(DATA RECORDS Opens)
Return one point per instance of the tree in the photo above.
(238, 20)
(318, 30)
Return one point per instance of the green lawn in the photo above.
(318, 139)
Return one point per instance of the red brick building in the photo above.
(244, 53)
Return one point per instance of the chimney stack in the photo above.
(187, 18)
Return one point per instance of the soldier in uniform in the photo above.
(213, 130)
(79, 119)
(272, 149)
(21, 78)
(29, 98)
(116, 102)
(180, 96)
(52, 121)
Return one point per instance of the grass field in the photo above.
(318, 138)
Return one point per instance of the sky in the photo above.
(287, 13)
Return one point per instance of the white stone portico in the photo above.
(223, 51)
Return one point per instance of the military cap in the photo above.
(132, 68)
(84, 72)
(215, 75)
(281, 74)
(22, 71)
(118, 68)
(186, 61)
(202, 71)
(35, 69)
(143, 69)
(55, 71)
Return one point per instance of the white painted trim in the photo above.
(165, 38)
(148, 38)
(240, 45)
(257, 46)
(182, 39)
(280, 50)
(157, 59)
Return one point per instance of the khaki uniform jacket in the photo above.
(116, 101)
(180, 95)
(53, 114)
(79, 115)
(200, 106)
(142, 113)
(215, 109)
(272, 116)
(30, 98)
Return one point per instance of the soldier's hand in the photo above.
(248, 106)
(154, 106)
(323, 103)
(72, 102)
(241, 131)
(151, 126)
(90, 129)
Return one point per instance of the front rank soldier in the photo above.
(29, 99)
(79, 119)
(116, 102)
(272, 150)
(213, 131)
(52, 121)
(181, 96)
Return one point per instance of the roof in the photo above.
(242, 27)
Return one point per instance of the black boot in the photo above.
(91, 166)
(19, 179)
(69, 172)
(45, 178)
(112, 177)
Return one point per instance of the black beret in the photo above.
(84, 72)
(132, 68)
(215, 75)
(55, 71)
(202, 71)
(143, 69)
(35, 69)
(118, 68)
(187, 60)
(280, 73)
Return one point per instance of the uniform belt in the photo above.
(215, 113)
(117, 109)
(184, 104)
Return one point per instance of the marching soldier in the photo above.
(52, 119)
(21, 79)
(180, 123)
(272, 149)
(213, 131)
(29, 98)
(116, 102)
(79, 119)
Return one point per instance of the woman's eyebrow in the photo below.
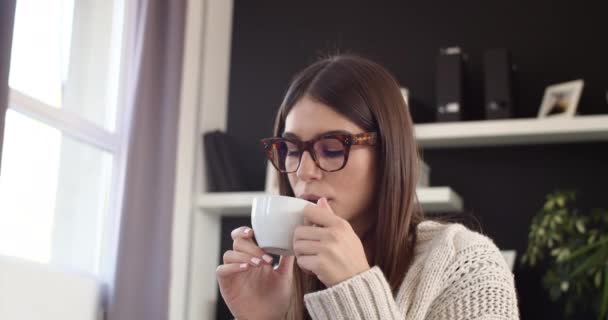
(291, 135)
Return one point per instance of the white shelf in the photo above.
(512, 131)
(433, 199)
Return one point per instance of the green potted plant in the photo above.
(573, 245)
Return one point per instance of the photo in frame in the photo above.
(561, 100)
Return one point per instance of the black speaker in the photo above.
(450, 85)
(499, 74)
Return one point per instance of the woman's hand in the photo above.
(250, 286)
(328, 246)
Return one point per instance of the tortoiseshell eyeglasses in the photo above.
(329, 151)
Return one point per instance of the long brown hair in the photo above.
(365, 93)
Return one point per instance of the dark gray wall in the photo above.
(551, 41)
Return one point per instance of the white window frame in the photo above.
(115, 142)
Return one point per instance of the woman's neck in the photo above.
(365, 230)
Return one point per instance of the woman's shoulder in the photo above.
(467, 270)
(457, 243)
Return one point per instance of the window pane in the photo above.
(54, 193)
(66, 53)
(40, 48)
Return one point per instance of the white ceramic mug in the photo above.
(274, 219)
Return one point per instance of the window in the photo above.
(64, 140)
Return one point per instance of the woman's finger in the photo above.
(309, 233)
(247, 246)
(306, 248)
(226, 270)
(242, 232)
(232, 256)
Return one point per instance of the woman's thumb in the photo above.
(285, 264)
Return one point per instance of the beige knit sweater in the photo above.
(456, 274)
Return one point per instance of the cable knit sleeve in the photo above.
(477, 285)
(364, 296)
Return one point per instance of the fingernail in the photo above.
(267, 258)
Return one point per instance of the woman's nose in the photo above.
(308, 169)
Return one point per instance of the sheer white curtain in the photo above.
(7, 16)
(141, 285)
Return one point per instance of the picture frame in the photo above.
(561, 100)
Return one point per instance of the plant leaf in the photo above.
(597, 258)
(604, 300)
(585, 249)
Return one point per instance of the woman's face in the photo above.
(350, 190)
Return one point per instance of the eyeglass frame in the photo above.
(348, 140)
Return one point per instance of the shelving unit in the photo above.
(512, 132)
(432, 199)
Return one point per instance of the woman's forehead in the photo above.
(309, 118)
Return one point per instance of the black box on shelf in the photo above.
(499, 75)
(450, 85)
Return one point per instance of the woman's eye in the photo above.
(333, 153)
(293, 153)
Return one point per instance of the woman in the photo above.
(344, 139)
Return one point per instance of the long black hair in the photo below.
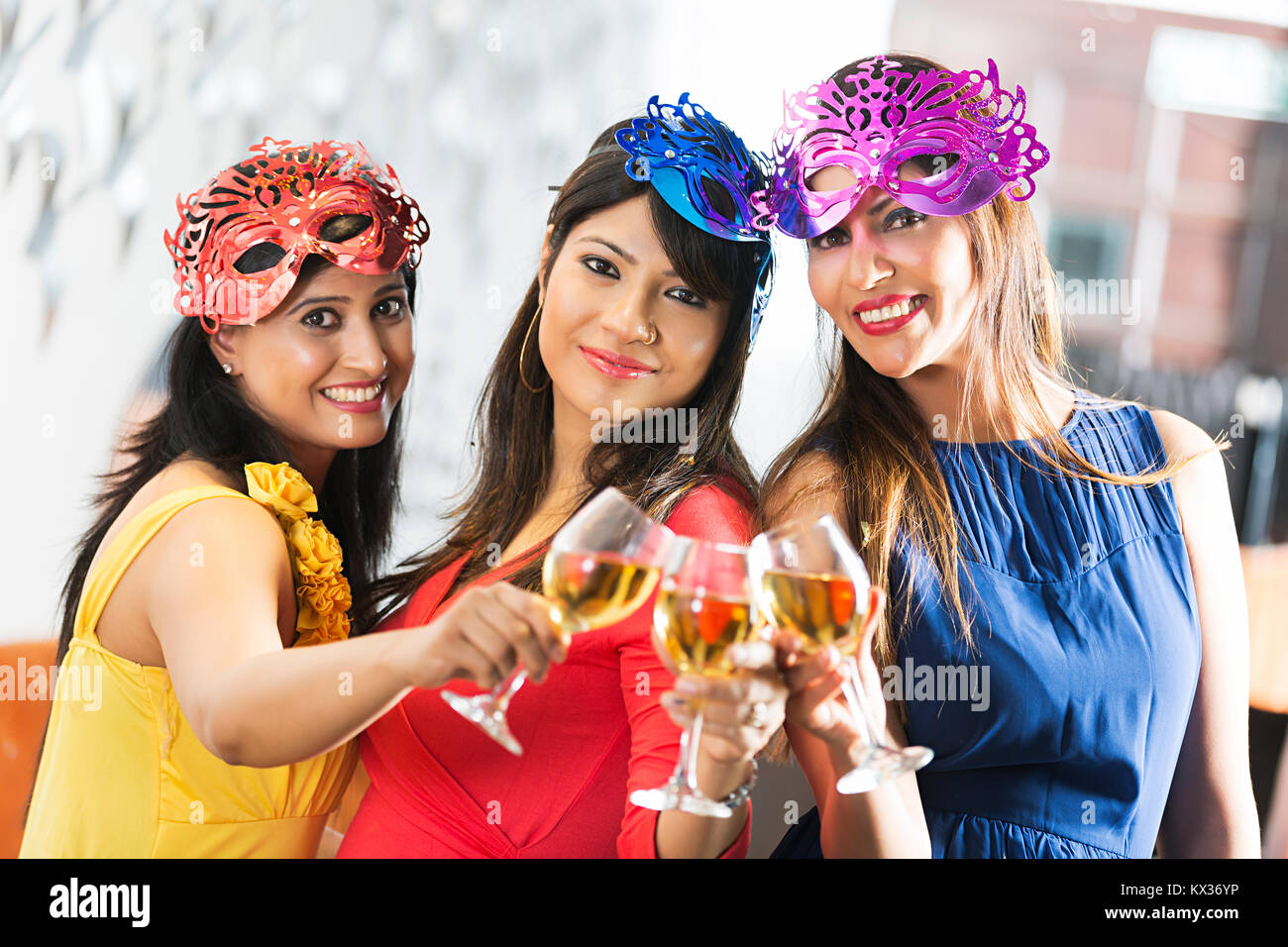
(205, 416)
(513, 427)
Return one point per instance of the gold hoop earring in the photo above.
(523, 351)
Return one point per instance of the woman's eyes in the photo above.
(687, 296)
(390, 309)
(911, 218)
(601, 266)
(833, 237)
(898, 219)
(597, 264)
(314, 317)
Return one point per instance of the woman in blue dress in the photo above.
(1076, 554)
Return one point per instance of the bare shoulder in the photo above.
(1199, 486)
(1181, 437)
(809, 487)
(235, 522)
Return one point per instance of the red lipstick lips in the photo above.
(892, 325)
(614, 365)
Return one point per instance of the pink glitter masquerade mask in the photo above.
(926, 147)
(244, 237)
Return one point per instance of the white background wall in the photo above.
(107, 114)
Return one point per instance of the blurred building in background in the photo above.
(1163, 210)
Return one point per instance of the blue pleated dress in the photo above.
(1085, 620)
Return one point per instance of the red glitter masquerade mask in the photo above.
(244, 237)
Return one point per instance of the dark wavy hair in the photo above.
(513, 425)
(206, 416)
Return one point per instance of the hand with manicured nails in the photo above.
(815, 702)
(726, 702)
(487, 633)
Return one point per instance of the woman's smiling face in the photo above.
(884, 254)
(609, 282)
(330, 364)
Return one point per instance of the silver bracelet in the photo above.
(743, 792)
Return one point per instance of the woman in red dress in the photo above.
(634, 308)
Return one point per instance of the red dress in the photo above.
(592, 732)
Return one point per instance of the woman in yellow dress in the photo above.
(188, 718)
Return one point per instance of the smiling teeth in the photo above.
(892, 312)
(353, 394)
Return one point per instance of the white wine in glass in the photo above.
(704, 605)
(812, 583)
(601, 566)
(DATA RECORDS Closes)
YOUR INSTRUCTIONS
Once the line with "Return one point per instance of the white wine" has been found in the records above, retype it and every line after it exactly, and include nothing else.

RESPONSE AREA
Return one point per instance of the white wine in glass in the photo above.
(704, 605)
(812, 583)
(601, 566)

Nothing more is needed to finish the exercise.